→ Required task: Return each line of the listing below that contains the word "leaf".

:: Excerpted records ::

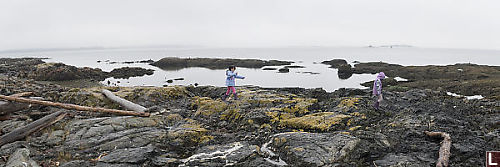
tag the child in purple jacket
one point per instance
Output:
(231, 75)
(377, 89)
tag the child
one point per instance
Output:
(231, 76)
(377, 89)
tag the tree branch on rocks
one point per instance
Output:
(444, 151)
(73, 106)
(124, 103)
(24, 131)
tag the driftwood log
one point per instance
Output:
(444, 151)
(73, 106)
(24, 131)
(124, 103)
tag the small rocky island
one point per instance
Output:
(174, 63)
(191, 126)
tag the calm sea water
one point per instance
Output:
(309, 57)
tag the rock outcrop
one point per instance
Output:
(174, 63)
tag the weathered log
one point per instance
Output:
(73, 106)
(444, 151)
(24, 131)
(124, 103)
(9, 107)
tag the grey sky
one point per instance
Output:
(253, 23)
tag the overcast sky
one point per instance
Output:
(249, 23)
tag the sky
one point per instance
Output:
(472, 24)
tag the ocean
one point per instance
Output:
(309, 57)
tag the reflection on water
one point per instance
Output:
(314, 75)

:::
:: Excerpted records ::

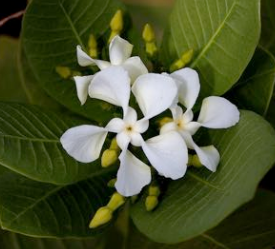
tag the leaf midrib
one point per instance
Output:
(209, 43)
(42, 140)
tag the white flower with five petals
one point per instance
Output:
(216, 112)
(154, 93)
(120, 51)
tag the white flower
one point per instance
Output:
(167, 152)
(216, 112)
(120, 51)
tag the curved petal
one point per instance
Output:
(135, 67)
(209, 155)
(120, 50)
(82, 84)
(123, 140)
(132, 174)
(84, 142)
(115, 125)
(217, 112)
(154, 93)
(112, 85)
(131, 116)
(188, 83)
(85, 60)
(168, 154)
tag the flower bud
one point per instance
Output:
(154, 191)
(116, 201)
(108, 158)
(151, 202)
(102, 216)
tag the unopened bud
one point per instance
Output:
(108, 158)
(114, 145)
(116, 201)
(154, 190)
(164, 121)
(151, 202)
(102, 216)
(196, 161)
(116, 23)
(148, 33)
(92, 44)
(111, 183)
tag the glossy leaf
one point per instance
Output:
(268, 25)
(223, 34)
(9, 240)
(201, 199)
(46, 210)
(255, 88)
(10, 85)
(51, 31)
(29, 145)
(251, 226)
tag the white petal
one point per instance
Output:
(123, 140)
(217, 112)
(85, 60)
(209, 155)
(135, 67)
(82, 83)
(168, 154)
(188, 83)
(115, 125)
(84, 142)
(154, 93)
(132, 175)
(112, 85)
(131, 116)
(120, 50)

:::

→ Complete output:
tag the leaf midrib
tag the glossy leaf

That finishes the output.